Aim of the task
Please convert all of the items below into a two-column CSV with the header row instruction,points, one row per item. Put the item's text under instruction and its answer under points, with each field in double quotes, line breaks changed to spaces, and the pictures left out.

..............................

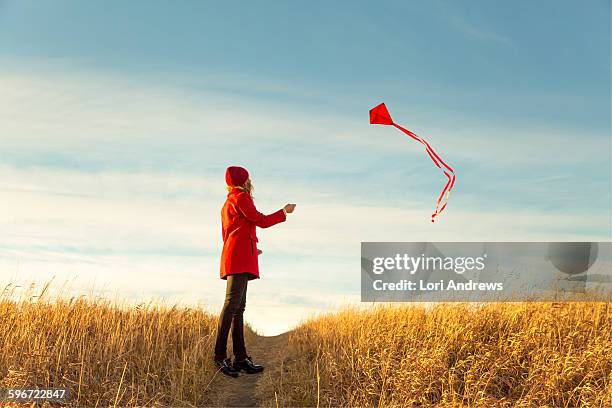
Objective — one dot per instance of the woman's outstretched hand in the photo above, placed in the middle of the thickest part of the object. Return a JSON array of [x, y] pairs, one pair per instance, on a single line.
[[289, 208]]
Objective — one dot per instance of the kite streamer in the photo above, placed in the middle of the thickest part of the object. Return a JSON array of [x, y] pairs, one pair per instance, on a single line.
[[380, 116]]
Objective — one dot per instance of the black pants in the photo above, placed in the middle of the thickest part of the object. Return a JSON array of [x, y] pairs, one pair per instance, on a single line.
[[231, 315]]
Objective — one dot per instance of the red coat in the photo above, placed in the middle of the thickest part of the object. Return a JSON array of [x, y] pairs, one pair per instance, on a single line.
[[239, 217]]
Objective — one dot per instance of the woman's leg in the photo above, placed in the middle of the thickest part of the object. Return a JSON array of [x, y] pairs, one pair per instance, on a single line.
[[238, 329], [236, 285]]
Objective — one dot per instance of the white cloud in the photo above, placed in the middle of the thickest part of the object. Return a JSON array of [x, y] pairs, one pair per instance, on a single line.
[[148, 232]]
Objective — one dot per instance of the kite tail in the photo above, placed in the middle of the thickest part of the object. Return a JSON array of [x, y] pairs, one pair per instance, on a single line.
[[447, 170]]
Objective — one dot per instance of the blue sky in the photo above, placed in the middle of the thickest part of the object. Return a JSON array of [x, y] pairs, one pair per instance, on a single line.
[[117, 120]]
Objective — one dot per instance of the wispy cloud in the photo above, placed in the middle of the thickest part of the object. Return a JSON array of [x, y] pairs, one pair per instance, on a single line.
[[153, 227]]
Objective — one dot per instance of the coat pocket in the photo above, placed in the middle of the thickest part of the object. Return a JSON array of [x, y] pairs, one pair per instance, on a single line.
[[254, 240]]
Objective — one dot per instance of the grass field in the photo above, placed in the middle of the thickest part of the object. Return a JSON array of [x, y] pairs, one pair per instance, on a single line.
[[531, 354]]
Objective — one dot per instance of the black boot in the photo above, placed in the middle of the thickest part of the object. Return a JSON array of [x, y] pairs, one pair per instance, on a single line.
[[226, 367], [248, 366]]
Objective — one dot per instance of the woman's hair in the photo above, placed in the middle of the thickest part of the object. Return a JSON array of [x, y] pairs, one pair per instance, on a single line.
[[247, 187]]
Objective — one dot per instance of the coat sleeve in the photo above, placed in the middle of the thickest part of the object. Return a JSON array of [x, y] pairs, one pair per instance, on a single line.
[[247, 208]]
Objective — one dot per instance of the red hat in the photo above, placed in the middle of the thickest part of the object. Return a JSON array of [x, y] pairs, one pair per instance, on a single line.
[[236, 176]]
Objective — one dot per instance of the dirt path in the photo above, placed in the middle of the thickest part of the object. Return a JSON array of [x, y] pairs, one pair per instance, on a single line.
[[243, 391]]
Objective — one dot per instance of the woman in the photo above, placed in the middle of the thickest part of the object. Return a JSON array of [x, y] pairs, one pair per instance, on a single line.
[[239, 264]]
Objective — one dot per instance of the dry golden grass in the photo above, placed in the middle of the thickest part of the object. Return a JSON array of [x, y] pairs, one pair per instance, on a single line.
[[106, 354], [531, 354]]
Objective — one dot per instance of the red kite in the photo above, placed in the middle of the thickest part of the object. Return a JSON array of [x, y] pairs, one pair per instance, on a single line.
[[380, 116]]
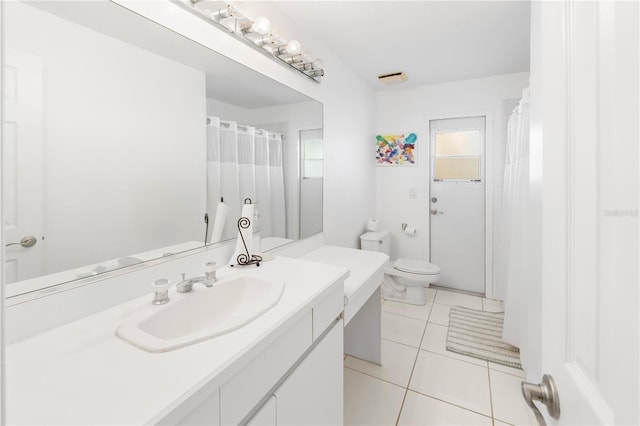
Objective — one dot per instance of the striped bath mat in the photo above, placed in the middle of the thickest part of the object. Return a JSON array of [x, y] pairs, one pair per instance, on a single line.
[[479, 334]]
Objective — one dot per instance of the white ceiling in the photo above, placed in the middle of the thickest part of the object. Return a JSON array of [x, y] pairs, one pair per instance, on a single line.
[[431, 41]]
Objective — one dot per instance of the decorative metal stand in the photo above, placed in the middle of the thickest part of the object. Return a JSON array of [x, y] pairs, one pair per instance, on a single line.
[[246, 258]]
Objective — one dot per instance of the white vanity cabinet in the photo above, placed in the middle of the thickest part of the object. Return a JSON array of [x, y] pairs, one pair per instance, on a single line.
[[298, 379], [285, 367], [313, 392]]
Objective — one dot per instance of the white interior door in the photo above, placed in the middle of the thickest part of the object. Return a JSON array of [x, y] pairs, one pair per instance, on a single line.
[[457, 191], [22, 164], [584, 139]]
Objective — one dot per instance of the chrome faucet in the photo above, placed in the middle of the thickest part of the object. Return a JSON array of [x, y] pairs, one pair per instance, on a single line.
[[208, 279]]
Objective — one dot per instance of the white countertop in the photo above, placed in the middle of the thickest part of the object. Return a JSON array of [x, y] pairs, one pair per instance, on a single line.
[[82, 373], [366, 272]]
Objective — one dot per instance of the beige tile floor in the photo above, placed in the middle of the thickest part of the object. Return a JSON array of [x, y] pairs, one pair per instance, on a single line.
[[421, 383]]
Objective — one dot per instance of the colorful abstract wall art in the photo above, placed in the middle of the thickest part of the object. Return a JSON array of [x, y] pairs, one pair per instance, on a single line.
[[396, 149]]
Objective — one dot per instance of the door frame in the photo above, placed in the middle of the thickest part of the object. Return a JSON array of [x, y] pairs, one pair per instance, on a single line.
[[2, 240], [489, 162]]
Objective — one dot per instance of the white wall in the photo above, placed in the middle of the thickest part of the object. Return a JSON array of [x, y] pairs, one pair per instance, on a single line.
[[409, 110], [107, 106], [348, 110]]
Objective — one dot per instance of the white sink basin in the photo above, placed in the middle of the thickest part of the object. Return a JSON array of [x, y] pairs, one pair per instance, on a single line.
[[202, 314]]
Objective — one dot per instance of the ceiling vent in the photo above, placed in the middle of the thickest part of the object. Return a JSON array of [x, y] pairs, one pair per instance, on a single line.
[[393, 78]]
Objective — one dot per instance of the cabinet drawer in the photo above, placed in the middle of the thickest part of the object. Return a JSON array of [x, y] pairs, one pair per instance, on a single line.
[[245, 390], [327, 310]]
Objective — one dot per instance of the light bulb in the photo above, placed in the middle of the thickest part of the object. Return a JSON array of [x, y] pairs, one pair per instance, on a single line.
[[261, 25], [294, 47], [237, 12], [278, 38]]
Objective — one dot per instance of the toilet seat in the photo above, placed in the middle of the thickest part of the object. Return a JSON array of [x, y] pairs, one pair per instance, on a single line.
[[415, 266]]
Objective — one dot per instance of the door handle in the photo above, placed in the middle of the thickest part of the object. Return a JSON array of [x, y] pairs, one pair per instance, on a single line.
[[26, 242], [545, 392]]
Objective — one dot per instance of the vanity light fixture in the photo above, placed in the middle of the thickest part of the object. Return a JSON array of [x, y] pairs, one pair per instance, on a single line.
[[257, 34]]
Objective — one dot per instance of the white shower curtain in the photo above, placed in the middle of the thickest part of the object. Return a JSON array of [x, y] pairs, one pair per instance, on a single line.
[[245, 163], [514, 215], [229, 177], [213, 170], [263, 195], [276, 181]]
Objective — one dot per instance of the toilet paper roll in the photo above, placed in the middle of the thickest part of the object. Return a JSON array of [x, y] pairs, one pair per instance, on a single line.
[[410, 231], [222, 211], [246, 233]]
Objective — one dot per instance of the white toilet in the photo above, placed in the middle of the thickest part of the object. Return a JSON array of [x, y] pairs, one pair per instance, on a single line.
[[404, 279]]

..............................

Result below
instruction,points
"Objective — one dot per instance of the woman's outstretched hand in the photo above, placed in the middle of the thickest part of the object. Return a JSON array of [x, y] pairs, one pair per instance, on a single line.","[[289, 208]]"
"Objective — one dot per instance of the kite streamer in the photo above, placed in the middle of the thickest part of the object. Return a JSON array of [x, y] pairs, one pair per instance, on a single line.","[[380, 116]]"
"Objective — one dot per instance of the black pants in the photo above, placed in the middle of the thickest part of the object. Return a JSON array of [x, y] pairs, one pair per instance, on a single line.","[[231, 315]]"
"Objective — one dot per instance of the red coat in the photo above, placed in the middle of the thickest part of the object. Return a JSON array of [x, y] pairs, one pair per instance, on a single line.","[[239, 217]]"
"Objective — one dot per instance of the woman's leg in the photo above, placed in the middle of the thickest part of the object. Return a JSON array of [x, y] pairs, one pair per instance, on a single line.","[[238, 329], [236, 285]]"
"Objective — one dot per instance of the white cloud in the photo above, placed in the middle of the thickest part of the object. Return a JSON array of [x, y] pairs, one pair per instance, on a single line.","[[148, 232]]"
"Objective — one dot per instance of the kite tail in the photo above, placed in the middle of the thickest part of the object. Return a JSON array of [x, y] pairs, one pair per instance, on a single line.","[[447, 170]]"
"Objective — one dot per instance of the blue sky in the photo above, placed in the middle of the thickest part of the object. Return a JSON array of [x, y] pairs, one pair per instance, on a single line.","[[117, 120]]"
"Objective — one dot per instance of the wispy cloud in the photo above, placed in the middle of the thickest part of the object. Return a JSON array of [x, y] pairs, one pair per instance, on a single line.","[[153, 227]]"
"Objective — one dot per instance of the coat pocket in the photo above, placed in the middle of the thickest part of the object. Return a JSON array of [x, y] pairs, one pair per instance, on a single line.","[[254, 240]]"
"Objective — one dot per instance of the grass field in the photo above, placed in the middle of the thickest part of the object. Return a JSON array of [x, y] pairs, one pair per instance, on a single line.","[[531, 354]]"
"Objective — one dot per instance of the black boot in the photo above, placed in the middle of the thickest part of the object. Return a JSON array of [x, y] pairs, one pair per instance, on a single line.","[[226, 367], [248, 366]]"
"Objective — one dot per instance of the woman's hair in the photo above, placed in the middle of the thickest part of the object. Return a JSON array of [x, y] pairs, one pair per instance, on a single line.","[[247, 187]]"
"Objective — one dot per instance of the coat sleeve in the photo above, placed in the middle of the thickest part of the object. Return a JSON array of [x, y] pairs, one pair per instance, on a single line.","[[247, 208]]"
"Objective — one dot per instance of the red hat in the photo above, placed in the middle of the thickest part of the object. Return a JSON array of [x, y] pairs, one pair per instance, on a single line.","[[236, 176]]"
"Objective — one dot per instance of the dirt path in the photo above, placed in the middle of the thickest part of the object. Return a JSON array of [x, y] pairs, one pair per instance, on a single line.","[[243, 391]]"
"Objective — one dot per instance of the woman in the photo above, placed in the middle of the thickest part of the object. Return a JSON array of [x, y] pairs, one pair per instance, on a single line.","[[239, 264]]"
"Objective — one dot per instance of the dry golden grass in the photo above, placed in the middle of the thickest part of the object. Return a JSON array of [x, y] pairs, one pair per instance, on a single line.","[[106, 354], [531, 354]]"
"Objective — one dot per instance of the red kite in the photo above, placed in the middle of the thickest part of the object. Return a JSON array of [x, y] pairs, one pair per instance, on a single line.","[[380, 116]]"
"Objective — one dot per instance of the striped bath mat in the photo above, placed in the middle of the thickest part of the object. Return a JSON array of [x, y] pairs, one pair per instance, on a single line.","[[479, 334]]"
"Objective — one dot per instance of the white ceiling in the photo above, placed in the middle of the thickest part of the object. Return a JSON array of [x, y] pairs, one pair per instance, on a single line.","[[431, 41]]"
"Objective — one dot per instance of the decorative metal stand in the photo above, placed in the middle of the thickest part of the object. Return a JSON array of [x, y] pairs, one pair per instance, on a single line.","[[246, 258]]"
"Objective — one dot per instance of the white vanity cabinet in the photo above, placed in the middle of the thickest part of the object. Return a JSON array of [x, y] pairs, one pair per instance, on a single line.","[[298, 379], [285, 367], [313, 392]]"
"Objective — one dot per instance of the white interior door in the photo above, placed in the middle of the thickest part of the object. Return a JSON array of [x, y] pairs, one pair per instance, on a single line.","[[457, 191], [22, 164], [584, 139]]"
"Objective — one dot per instance of the chrome faucet in the photo above, placed in the middle of the thickest part of the object. Return a JSON array of [x, y] pairs, one pair per instance, on a single line.","[[208, 279]]"
"Objective — one dot per instance of the white countertop in the photo above, placed in the middle of the thickest part of the object. Return a JSON array of [x, y] pairs, one pair per instance, on a single line.","[[82, 373], [366, 272]]"
"Objective — one dot per instance of the beige tile floor in the photo above, placed in the middle of the thickest part of the object. Return a JSON array of [x, y] pairs, one pair per instance, on a single line.","[[421, 383]]"
"Objective — one dot per instance of the colorful abstract wall art in the photo above, placed in the middle of the thickest part of the object. Return a JSON array of [x, y] pairs, one pair per instance, on a single line.","[[396, 149]]"
"Objective — one dot per instance of the door frame in the photo above, placed in the middle of the thickest part of the object. Return a JSON array of [x, y] pairs, one pair per instance, on a single line.","[[2, 240], [489, 162]]"
"Objective — one dot per instance of the white wall in the photo above, placed in the middle of the thickest part of the object. Return a JSON array of [x, y] pairs, one pair per instance, on a single line.","[[409, 110], [107, 106], [348, 110]]"
"Objective — one dot per instance of the white sink basin in the photo above, placed in the middle of the thickest part of the object. Return a JSON array of [x, y] pairs, one pair per instance, on a single line.","[[202, 314]]"
"Objective — one dot per instance of the ceiling vent in the photo above, placed in the middle of the thickest part of the object. Return a JSON array of [x, y] pairs, one pair per instance, on a single line.","[[393, 78]]"
"Objective — one dot per instance of the cabinet drawer in the photo above, placed in the middle of the thickest part of the object. Return a JSON array of [x, y] pairs, one pair per instance, on a single line.","[[245, 390], [327, 310]]"
"Objective — one dot per instance of the light bulb in the photo above, placed in the middle of the thickest part of the object. Return a JSON array of [x, y] pairs, one pair per instance, on a single line.","[[261, 25], [294, 47], [237, 12], [278, 38]]"
"Objective — one dot per instance of the toilet seat in the photo above, placed in the middle of the thickest part of the object. Return a JSON array of [x, y] pairs, one pair per instance, on a single line.","[[415, 266]]"
"Objective — one dot per instance of the door handle in the photo above, placed in the middle of the thickest part of the object. Return a JSON array of [x, y] pairs, one pair per instance, on a single line.","[[26, 242], [545, 392]]"
"Objective — one dot per instance of the vanity light fixture in the photo above, placed in the middle of the thickest part of the object. Return a JSON array of [x, y] pairs, one pair per instance, on a single line.","[[257, 34]]"
"Objective — one dot per instance of the white shower curtain in the photo above, placed in the middle of the thickest part of the object. Return a JSON array of [x, y] pairs, one pair per instance, on a single line.","[[245, 163], [514, 215], [229, 177], [213, 170], [263, 195], [276, 181]]"
"Objective — one dot per instance of the toilet paper roll in the photo above, placed in the middle of the thickest part of the object. Return a JSON array of [x, y] pairs, one pair per instance, on a single line.","[[410, 231], [222, 211], [246, 233]]"
"Objective — one dot per instance of the white toilet in the photo above, placed in the middle of the thickest part of the object. Return a JSON array of [x, y] pairs, one pair per instance, on a single line.","[[404, 279]]"